## SELECTION
[Start]

17 August 2017 @ 6:00 pm AEST

 ‘A Grove of Gardeners: the legacy of Lancelot ‘Capability’ Brown in colonial Australia’

Illustrated talk by Dr Timothy Hubbard


The AGHS Victorian Branch AGM will precede the illustrated talk.


Mueller Hall, Herbarium, Birdwood Avenue, Melbourne 

6.00 pm Drinks and Nibbles

6.30 pm Victorian Branch Annual General Meeting

6.45 pm Illustrated Talk


Cost: AGHS member $20, non-members $25, students $10.

Book at:


Colonial Australia inherited a great legacy from ‘Capability’ Brown. His work was promulgated in various contemporary publications. The transformation of his naturalistic landscaping style into the Picturesque and Gardenesque styles of the later 18th and 19th centuries is well understood in Australia. Less well known is the direct linkage connecting him with local landscape designers.

[End]

## ITEMS

[Start]

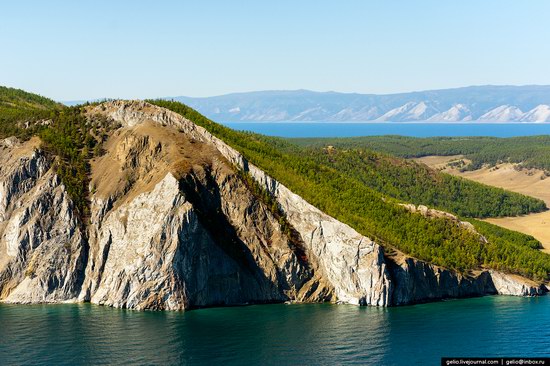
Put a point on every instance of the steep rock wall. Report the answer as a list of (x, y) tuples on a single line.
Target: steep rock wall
[(42, 250)]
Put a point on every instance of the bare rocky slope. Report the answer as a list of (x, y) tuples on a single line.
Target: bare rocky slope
[(173, 225)]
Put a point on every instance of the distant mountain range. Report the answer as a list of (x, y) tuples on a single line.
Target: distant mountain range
[(475, 103)]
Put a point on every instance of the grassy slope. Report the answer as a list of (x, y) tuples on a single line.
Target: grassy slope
[(412, 182), (348, 199)]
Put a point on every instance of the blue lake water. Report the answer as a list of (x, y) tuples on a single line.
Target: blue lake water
[(331, 129), (75, 334)]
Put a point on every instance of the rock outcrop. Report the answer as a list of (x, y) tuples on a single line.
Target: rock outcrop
[(174, 225), (42, 249)]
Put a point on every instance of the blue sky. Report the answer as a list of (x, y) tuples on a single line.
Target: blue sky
[(136, 49)]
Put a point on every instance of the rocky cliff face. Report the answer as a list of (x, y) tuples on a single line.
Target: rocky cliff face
[(42, 249), (174, 225)]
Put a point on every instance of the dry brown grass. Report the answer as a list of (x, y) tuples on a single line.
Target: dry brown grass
[(530, 182)]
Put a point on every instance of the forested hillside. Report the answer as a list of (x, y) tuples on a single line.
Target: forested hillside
[(346, 198), (18, 107), (413, 182), (366, 198), (530, 151)]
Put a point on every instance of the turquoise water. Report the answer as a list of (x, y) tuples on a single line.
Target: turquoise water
[(331, 129), (276, 334)]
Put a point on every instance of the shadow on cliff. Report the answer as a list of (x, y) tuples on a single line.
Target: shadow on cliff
[(207, 203)]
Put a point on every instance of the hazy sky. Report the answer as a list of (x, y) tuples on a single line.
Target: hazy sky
[(135, 49)]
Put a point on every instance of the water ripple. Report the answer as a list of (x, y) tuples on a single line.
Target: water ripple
[(275, 334)]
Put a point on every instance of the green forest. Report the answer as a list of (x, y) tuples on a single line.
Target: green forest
[(358, 187), (373, 214), (412, 182), (529, 151)]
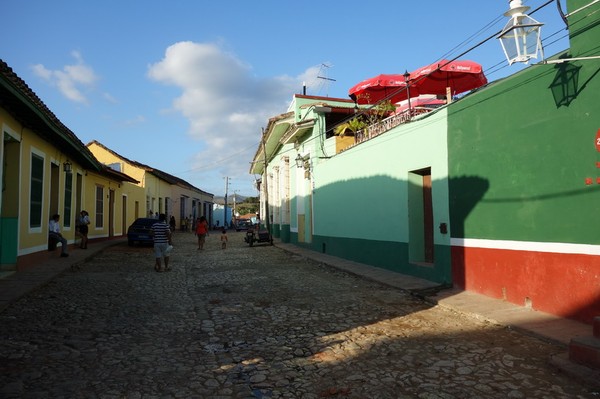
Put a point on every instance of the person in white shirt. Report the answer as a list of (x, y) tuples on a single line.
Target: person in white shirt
[(54, 233)]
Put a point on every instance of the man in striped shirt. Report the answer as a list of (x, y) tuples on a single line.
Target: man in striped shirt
[(162, 240)]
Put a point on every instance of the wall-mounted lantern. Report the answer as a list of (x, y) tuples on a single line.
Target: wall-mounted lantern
[(299, 161), (521, 36)]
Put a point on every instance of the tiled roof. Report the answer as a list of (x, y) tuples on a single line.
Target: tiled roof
[(26, 107)]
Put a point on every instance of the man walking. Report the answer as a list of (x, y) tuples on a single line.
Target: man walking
[(162, 239), (54, 234)]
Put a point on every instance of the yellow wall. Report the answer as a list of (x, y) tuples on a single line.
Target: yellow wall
[(16, 160)]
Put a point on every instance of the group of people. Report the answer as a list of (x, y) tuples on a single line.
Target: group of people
[(81, 230), (163, 244), (162, 234)]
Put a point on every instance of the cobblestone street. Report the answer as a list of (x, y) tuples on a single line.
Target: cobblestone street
[(255, 322)]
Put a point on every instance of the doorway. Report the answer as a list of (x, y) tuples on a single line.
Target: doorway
[(420, 208)]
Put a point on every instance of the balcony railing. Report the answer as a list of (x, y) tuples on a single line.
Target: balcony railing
[(388, 123)]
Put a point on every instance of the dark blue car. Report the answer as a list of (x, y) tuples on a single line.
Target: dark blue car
[(140, 231)]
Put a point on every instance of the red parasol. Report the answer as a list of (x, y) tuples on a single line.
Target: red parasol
[(459, 76), (375, 89)]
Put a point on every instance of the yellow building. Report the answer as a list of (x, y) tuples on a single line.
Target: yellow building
[(47, 170), (164, 192)]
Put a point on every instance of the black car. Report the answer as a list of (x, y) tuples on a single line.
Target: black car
[(243, 224), (141, 231)]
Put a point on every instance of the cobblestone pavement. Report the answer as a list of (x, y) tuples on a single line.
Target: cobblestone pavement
[(255, 323)]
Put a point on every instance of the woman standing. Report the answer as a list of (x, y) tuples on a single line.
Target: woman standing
[(201, 232)]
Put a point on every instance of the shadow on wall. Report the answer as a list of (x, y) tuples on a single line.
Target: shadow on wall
[(401, 225)]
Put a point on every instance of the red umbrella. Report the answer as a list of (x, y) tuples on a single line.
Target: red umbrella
[(372, 90), (459, 76)]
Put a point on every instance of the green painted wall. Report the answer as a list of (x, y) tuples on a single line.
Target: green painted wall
[(520, 154), (361, 201)]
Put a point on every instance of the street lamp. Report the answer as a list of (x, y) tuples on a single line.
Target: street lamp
[(520, 37), (299, 161), (406, 80)]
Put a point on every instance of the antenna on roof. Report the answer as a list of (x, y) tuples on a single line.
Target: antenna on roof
[(323, 76)]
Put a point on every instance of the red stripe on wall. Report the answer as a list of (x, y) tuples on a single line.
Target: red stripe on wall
[(566, 285)]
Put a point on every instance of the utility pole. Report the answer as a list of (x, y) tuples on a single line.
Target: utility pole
[(234, 195), (266, 185), (225, 206)]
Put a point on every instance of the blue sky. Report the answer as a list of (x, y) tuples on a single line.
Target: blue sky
[(186, 86)]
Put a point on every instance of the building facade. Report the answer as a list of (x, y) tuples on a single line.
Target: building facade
[(496, 193)]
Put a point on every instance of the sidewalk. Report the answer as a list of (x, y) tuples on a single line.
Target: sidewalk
[(14, 285), (542, 325)]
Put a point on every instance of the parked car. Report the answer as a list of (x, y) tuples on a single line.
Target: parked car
[(243, 224), (140, 231)]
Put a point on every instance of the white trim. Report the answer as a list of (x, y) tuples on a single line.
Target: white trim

[End]

## GIVEN INSTRUCTION 1
From the event notice, list each timed item on the evening's schedule along with its time.
## GIVEN INSTRUCTION 2
Write the next few sentences of the event notice about the ‘Capability’ Brown talk, picking up after its final sentence.
The data is separate material and has no connection to the event notice.

## RESPONSE 1
6.00 pm Drinks and Nibbles
6.30 pm Victorian Branch Annual General Meeting
6.45 pm Illustrated Talk

## RESPONSE 2
The first in NSW, Thomas Shepherd acknowledged his links with Brown in his Lectures on Landscape Gardening in Australia (1836). The second lecture provides a perceptive exposition of Brown’s modus operandi.

Then, through Thomas White, Humphrey Repton, JC Loudon and others, Shepherd proposes a response in Australia.

Shepherd named his nursery after Chatsworth House whose landscape Brown had transformed from 1755. But, from 1826, Joseph Paxton reinstated the parterres and terraces. At another Chatsworth, in colonial Victoria, Edward La Trobe Bateman designed the landscape. He’d known Paxton in London. Bateman knew William Guilfoyle, whose father was in partnership in Sydney with Shepherd. Guilfoyle is famous for his redesign of the Melbourne Botanic Gardens which Bateman possibly designed.

Guilfoyle visited  Bateman, living in retirement at Bute,Scotland and commented on the landscape of contrasting colour and form, the very qualities admired now in the Botanic Gardens. Guilfoyle’s last design was for Dalvui in western Victoria recommending that ‘red, yellow and variegated leafage should be among the greenery’ and that ‘with some of the hardy pines and deciduous trees, it would be wise to place as many as eight or nine in a mass’, that is, in groups or groves.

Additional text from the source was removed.